*JOB 1*
Find every line in the entries below that contains the string "field", and copy each of those lines.

*SOURCE TEXT*
The net remembers $x_\alpha$ as an equilibrium state when

$$\tilde{\lambda}_\alpha > \tilde{\varepsilon}_\alpha - \frac{\sigma^2}{n} \tag{23}$$

Moreover, the net recalls $x_\alpha$ correctly from $z$ belonging to $N(x_\alpha, s_\alpha)$ where

$$s_\alpha = \frac{n}{2}\!\left(\tilde{\lambda}_\alpha - \tilde{\varepsilon}_\alpha\right) + \frac{\sigma^2}{2} \tag{24}$$

As $\lambda_\alpha$ becomes large, or $\tilde{\varepsilon}_\alpha$ becomes small, $x_\alpha$ can be remembered better. When the $x_\alpha$ are orthogonal to one another, $\tilde{\varepsilon}_\alpha = 0$ holds and all the patterns are remembered. If their relative frequencies are the same, $x_\alpha$ is recalled from a pattern belonging to $N(x, s_\alpha)$, where

$$s_\alpha = \frac{(1 - \sigma_\alpha^2)n}{2m} + \frac{\sigma^2}{2}\,.$$

Capacity

A type I net can store $n$ mutually orthogonal patterns, each with $n$ bits of information. The number of independent synaptic weights is $\tfrac{1}{2}n(n+1)$ — the net stores as many bits as it has parameters.

*THE DATA*
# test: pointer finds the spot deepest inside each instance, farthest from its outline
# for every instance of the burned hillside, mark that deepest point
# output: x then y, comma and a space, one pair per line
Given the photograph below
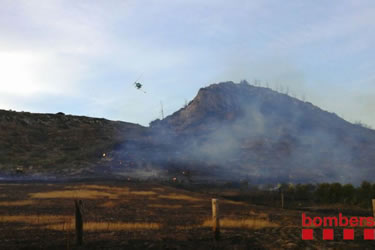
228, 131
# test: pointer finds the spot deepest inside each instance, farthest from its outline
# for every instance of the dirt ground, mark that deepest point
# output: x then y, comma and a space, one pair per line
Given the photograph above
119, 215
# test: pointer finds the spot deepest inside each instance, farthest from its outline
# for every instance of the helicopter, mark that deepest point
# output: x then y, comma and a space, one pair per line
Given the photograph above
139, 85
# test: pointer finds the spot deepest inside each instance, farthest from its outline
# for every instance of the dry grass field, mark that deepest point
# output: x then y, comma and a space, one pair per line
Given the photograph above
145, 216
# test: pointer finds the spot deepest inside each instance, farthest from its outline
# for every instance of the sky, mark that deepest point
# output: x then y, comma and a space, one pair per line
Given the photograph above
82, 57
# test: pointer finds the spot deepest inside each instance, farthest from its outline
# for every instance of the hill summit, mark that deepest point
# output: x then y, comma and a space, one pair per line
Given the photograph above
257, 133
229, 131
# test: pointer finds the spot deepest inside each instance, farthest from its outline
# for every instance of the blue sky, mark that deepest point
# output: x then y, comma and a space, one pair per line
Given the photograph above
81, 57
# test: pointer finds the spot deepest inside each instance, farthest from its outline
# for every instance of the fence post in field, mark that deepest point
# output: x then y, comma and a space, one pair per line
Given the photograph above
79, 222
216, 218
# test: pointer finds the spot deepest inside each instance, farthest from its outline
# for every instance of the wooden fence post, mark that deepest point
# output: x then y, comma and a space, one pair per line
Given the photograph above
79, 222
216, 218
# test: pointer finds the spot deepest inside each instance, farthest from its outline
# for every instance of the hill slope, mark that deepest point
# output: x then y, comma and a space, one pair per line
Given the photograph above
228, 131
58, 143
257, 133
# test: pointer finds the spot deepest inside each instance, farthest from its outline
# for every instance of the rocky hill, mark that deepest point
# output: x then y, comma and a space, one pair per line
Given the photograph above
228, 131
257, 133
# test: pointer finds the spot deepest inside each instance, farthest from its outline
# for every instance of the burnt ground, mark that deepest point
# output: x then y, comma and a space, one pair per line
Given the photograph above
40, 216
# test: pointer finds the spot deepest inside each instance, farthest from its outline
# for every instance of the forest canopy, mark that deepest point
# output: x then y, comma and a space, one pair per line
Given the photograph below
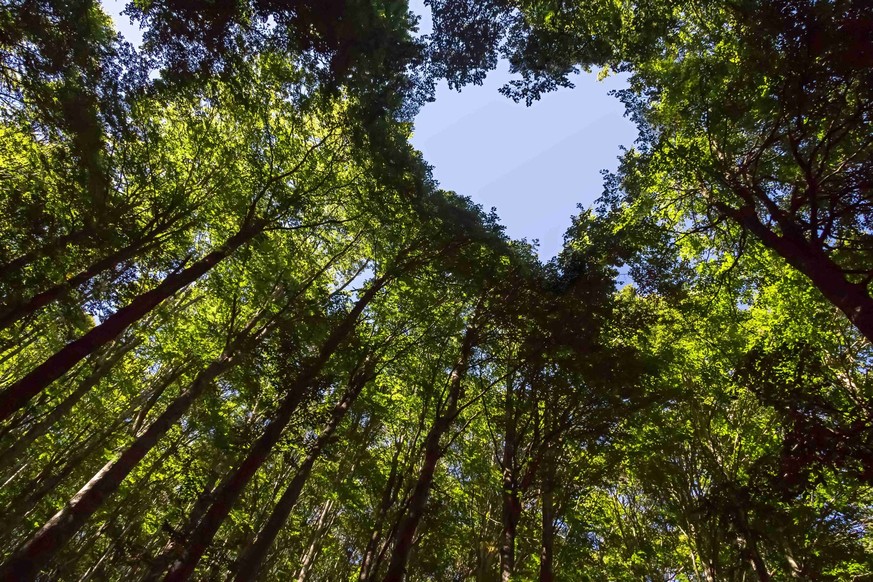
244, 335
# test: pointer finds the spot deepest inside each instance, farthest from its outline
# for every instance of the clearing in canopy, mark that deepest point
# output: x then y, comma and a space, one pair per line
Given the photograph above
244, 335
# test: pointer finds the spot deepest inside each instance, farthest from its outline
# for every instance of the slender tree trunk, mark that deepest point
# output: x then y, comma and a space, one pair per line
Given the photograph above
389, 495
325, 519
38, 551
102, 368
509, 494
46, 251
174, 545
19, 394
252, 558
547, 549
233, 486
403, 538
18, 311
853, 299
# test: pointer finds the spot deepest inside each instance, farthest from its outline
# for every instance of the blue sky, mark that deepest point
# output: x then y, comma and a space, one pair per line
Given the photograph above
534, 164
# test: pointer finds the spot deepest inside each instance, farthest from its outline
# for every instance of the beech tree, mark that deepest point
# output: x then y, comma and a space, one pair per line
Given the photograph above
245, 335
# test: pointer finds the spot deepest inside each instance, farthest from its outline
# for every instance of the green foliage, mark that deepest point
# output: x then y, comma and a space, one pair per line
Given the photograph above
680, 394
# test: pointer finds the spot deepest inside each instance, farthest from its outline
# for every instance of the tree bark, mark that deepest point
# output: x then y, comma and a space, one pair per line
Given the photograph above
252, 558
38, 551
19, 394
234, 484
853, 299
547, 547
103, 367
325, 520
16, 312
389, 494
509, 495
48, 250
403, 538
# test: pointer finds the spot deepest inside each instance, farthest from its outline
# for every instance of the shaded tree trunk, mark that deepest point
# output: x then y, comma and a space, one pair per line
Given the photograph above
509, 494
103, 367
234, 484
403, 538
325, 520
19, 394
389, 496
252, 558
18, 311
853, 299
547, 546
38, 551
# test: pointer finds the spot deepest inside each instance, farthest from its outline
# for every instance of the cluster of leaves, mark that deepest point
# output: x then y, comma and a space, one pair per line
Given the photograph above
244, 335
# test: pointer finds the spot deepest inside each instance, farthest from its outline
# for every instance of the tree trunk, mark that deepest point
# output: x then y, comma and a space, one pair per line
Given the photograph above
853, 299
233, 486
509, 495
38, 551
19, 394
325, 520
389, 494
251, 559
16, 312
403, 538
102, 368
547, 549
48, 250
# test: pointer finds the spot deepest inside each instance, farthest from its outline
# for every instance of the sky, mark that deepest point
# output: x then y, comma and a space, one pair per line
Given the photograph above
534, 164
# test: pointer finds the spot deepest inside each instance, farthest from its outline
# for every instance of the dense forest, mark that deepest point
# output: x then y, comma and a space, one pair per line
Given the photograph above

*JOB 2*
Transcribe the part of the passage on net memory capacity between "As $\lambda_\alpha$ becomes" and "it has parameters.", inclusive.

*FULL RESPONSE 1*
# for every instance of the dry grass field, mark that deepest point
# for every instance of the fence post in field, mark that deepest point

*FULL RESPONSE 2*
As $\lambda_\alpha$ becomes large, or $\tilde{\varepsilon}_\alpha$ becomes small, $x_\alpha$ can be remembered better. When the $x_\alpha$ are orthogonal to one another, $\tilde{\varepsilon}_\alpha = 0$ holds and all the patterns are remembered. If their relative frequencies are the same, $x_\alpha$ is recalled from a pattern belonging to $N(x, s_\alpha)$, where

$$s_\alpha = \frac{(1 - \sigma_\alpha^2)n}{2m} + \frac{\sigma^2}{2}\,.$$

Capacity

A type I net can store $n$ mutually orthogonal patterns, each with $n$ bits of information. The number of independent synaptic weights is $\tfrac{1}{2}n(n+1)$ — the net stores as many bits as it has parameters.